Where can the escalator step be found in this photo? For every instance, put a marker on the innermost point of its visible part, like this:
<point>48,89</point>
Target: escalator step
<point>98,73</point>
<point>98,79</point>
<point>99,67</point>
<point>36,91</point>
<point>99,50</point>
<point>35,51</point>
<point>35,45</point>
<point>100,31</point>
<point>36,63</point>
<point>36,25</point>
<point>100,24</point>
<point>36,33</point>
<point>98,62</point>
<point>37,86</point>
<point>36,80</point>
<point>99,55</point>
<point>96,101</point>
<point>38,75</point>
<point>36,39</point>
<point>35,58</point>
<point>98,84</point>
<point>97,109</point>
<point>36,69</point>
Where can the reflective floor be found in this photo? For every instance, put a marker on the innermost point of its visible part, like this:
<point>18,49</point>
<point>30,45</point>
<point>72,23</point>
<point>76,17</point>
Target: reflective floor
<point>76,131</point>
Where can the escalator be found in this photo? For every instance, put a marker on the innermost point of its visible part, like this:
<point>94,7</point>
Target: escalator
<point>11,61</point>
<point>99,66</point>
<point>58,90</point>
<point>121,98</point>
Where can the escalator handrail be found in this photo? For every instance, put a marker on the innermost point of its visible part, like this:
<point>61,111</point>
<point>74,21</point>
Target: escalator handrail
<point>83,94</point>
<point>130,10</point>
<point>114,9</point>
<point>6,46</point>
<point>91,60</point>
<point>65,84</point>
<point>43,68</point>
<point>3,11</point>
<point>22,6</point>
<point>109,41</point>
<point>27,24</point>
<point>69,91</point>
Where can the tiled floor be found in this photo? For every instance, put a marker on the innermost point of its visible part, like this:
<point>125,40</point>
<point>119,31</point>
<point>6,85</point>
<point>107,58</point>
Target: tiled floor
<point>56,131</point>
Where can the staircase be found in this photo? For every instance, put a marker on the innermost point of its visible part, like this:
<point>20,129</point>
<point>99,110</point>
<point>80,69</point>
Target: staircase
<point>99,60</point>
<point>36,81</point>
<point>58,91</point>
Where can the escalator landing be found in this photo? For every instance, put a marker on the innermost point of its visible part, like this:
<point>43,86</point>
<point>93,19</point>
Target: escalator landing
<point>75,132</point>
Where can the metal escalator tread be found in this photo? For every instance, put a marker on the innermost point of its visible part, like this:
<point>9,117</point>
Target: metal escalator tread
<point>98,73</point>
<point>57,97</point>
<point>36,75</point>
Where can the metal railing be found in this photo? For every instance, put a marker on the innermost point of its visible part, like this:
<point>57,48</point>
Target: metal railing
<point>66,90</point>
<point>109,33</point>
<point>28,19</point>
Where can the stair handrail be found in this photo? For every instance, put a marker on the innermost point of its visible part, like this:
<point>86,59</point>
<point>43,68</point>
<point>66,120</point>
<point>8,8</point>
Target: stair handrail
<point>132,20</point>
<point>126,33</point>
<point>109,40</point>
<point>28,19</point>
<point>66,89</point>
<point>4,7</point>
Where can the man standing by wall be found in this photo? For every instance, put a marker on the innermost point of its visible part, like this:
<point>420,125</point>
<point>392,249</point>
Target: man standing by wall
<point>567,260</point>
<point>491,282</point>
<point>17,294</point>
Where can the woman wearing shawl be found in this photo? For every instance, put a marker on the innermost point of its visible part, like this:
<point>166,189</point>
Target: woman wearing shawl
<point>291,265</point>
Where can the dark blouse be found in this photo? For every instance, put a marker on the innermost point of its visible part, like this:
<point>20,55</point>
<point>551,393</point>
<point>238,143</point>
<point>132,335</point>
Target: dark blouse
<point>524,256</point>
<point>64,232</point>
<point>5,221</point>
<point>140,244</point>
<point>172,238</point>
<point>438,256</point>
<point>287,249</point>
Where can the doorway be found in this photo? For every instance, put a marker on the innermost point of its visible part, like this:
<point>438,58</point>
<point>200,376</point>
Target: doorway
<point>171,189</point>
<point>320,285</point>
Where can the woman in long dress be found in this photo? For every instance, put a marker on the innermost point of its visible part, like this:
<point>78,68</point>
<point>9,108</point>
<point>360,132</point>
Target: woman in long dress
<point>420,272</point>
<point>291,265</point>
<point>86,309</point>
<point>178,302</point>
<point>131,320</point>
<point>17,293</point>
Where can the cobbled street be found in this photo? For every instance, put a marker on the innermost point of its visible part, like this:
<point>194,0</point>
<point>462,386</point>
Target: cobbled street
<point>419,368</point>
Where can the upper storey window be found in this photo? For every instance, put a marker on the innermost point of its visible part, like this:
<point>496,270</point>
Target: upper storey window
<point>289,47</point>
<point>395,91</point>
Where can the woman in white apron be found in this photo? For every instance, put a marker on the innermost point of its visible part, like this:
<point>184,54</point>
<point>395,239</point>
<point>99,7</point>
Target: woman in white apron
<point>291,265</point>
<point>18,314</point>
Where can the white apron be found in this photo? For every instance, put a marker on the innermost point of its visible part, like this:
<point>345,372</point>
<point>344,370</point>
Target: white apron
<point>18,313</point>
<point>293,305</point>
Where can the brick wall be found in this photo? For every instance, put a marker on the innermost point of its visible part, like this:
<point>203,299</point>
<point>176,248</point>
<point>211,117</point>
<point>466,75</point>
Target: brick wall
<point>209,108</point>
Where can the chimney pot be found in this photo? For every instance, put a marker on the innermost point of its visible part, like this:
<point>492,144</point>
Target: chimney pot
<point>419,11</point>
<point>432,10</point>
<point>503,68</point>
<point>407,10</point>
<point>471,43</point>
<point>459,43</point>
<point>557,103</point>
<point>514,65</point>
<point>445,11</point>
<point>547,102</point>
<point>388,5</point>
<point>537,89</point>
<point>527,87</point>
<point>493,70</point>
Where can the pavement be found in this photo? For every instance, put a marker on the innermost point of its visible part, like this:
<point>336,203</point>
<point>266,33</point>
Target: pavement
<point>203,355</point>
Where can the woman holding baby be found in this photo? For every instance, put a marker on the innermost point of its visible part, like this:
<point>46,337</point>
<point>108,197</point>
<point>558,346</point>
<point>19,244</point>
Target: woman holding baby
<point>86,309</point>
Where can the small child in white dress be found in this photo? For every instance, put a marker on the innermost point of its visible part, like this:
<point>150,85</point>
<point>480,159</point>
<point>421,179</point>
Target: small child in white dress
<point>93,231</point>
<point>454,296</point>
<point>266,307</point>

────────────────

Copy every one of the entries above word for word, with no changes.

Where can the escalator step be found in this photo? For every instance, put a marker on the innermost point of its visible part, like this:
<point>48,89</point>
Target: escalator step
<point>98,73</point>
<point>98,79</point>
<point>99,67</point>
<point>36,91</point>
<point>99,50</point>
<point>35,51</point>
<point>35,45</point>
<point>100,31</point>
<point>36,63</point>
<point>36,25</point>
<point>100,24</point>
<point>36,33</point>
<point>98,62</point>
<point>37,86</point>
<point>36,80</point>
<point>99,55</point>
<point>96,101</point>
<point>38,75</point>
<point>36,39</point>
<point>35,58</point>
<point>98,84</point>
<point>97,109</point>
<point>36,69</point>
Where can the reflective floor be found in this photo? For every instance, put a marker on the innermost point of its visible part, like this:
<point>18,49</point>
<point>30,45</point>
<point>72,23</point>
<point>76,17</point>
Target: reflective floor
<point>76,131</point>
Where can the escalator be found in this photo? For every instance, put a marker on the innermost point of its visible part, like this:
<point>94,7</point>
Target: escalator
<point>11,61</point>
<point>99,66</point>
<point>58,90</point>
<point>121,98</point>
Where can the escalator handrail be found in this photo? For every instance, put a marker on the innermost point of its visible part, like this:
<point>61,111</point>
<point>74,21</point>
Target: escalator handrail
<point>83,94</point>
<point>130,10</point>
<point>114,9</point>
<point>6,46</point>
<point>91,60</point>
<point>65,84</point>
<point>43,68</point>
<point>3,11</point>
<point>22,6</point>
<point>109,41</point>
<point>27,24</point>
<point>69,91</point>
Where can the tiled floor be found in this photo? For every instance, put a marker on the innermost point of its visible part, like this:
<point>125,40</point>
<point>119,31</point>
<point>6,85</point>
<point>107,58</point>
Target: tiled floor
<point>56,131</point>
Where can the staircase be found in this photo? For every instance, put a marker on the innermost point of its visible part, like this:
<point>20,129</point>
<point>99,110</point>
<point>80,69</point>
Target: staircase
<point>99,60</point>
<point>36,81</point>
<point>58,91</point>
Where can the escalator landing be found in this photo? For every instance, put a marker on the innermost point of its visible part, like this:
<point>43,86</point>
<point>93,19</point>
Target: escalator landing
<point>75,132</point>
Where can the metal escalator tread be found in this photo? For every instance, put a marker on the innermost point of its visible part, like this:
<point>9,117</point>
Target: metal escalator tread
<point>98,73</point>
<point>57,97</point>
<point>36,75</point>
Where can the metal railing be found in this photo? For every instance, put a marker on the innermost point of its visible part, like this:
<point>57,48</point>
Target: metal railing
<point>66,90</point>
<point>109,33</point>
<point>28,19</point>
Where can the stair handrail be found in this photo? For every instance, put a marker on the innermost point of its visible part, like this:
<point>86,59</point>
<point>43,68</point>
<point>66,120</point>
<point>8,8</point>
Target: stair handrail
<point>132,20</point>
<point>126,33</point>
<point>109,40</point>
<point>28,19</point>
<point>66,89</point>
<point>4,7</point>
Where can the man standing by wall be found in this photo? For every instance, put a marker on the innermost point of its visible part, like this:
<point>420,125</point>
<point>392,249</point>
Target: man standing by wall
<point>567,260</point>
<point>491,282</point>
<point>17,294</point>
Where can the woman wearing shawl be found in this photo? For every instance, put a marker on the innermost point of its visible part, like this:
<point>166,189</point>
Target: woman wearing shawl
<point>291,265</point>
Where can the dark blouse be found in this photo? For every instance, put a marker on the innermost point of its visible part, like this:
<point>20,55</point>
<point>551,393</point>
<point>238,143</point>
<point>132,335</point>
Target: dark blouse
<point>524,256</point>
<point>64,232</point>
<point>5,221</point>
<point>140,244</point>
<point>172,238</point>
<point>438,256</point>
<point>287,249</point>
Where can the doorway be found in this photo? For every instance, put a marker on the innermost point of its visible part, like this:
<point>438,58</point>
<point>200,376</point>
Target: doorway
<point>171,189</point>
<point>320,285</point>
Where can the woman in long dress be found in this photo? For every instance, put a marker on the innermost point of its visible part, like this:
<point>78,68</point>
<point>9,108</point>
<point>360,132</point>
Target: woman in long dress
<point>420,272</point>
<point>291,265</point>
<point>86,309</point>
<point>178,302</point>
<point>131,320</point>
<point>17,293</point>
Where can the cobbled street be found in this photo? For every instance, put a marker on the innermost point of its visible part, like this:
<point>194,0</point>
<point>462,386</point>
Target: cobbled street
<point>419,368</point>
Where can the upper storey window be found in this photo? For every instance, put a marker on the innermost point of its visible part, like this:
<point>496,270</point>
Target: upper storey window
<point>289,47</point>
<point>395,91</point>
Where can the woman in white apron be found in this photo? For every instance, put a marker on the innermost point of its visible part, like this:
<point>184,54</point>
<point>395,239</point>
<point>99,7</point>
Target: woman in white apron
<point>291,265</point>
<point>18,314</point>
Where can the white apron be found in this photo? For every instance, put a marker on the innermost point of its visible part, like this:
<point>345,372</point>
<point>344,370</point>
Target: white apron
<point>18,313</point>
<point>293,305</point>
Where can the brick wall be found in this photo? For every instance, put a marker on the innermost point of its visible part, like this:
<point>203,299</point>
<point>176,248</point>
<point>211,117</point>
<point>466,75</point>
Target: brick wall
<point>209,108</point>
Where can the chimney pot be found in this photo? For every instance, put a marker on the innermost point of its visible part, like this:
<point>492,144</point>
Target: chimney pot
<point>419,11</point>
<point>432,10</point>
<point>503,68</point>
<point>407,10</point>
<point>471,43</point>
<point>459,43</point>
<point>557,103</point>
<point>514,65</point>
<point>445,11</point>
<point>547,102</point>
<point>388,5</point>
<point>537,89</point>
<point>527,87</point>
<point>493,70</point>
Where can the pavement be found in this photo? For every instance, put a marker on the innermost point of its visible part, like this:
<point>336,203</point>
<point>266,33</point>
Target: pavement
<point>203,355</point>
Where can the woman holding baby be found in this photo? For every instance, put a marker on the innermost point of its visible part, like this:
<point>46,337</point>
<point>108,197</point>
<point>558,346</point>
<point>19,244</point>
Target: woman holding baby
<point>86,309</point>
Where can the small child in white dress be found in this photo? For every instance, put a marker on the innermost point of its visible part, like this:
<point>150,85</point>
<point>480,159</point>
<point>421,179</point>
Target: small child in white dress
<point>93,231</point>
<point>454,296</point>
<point>266,307</point>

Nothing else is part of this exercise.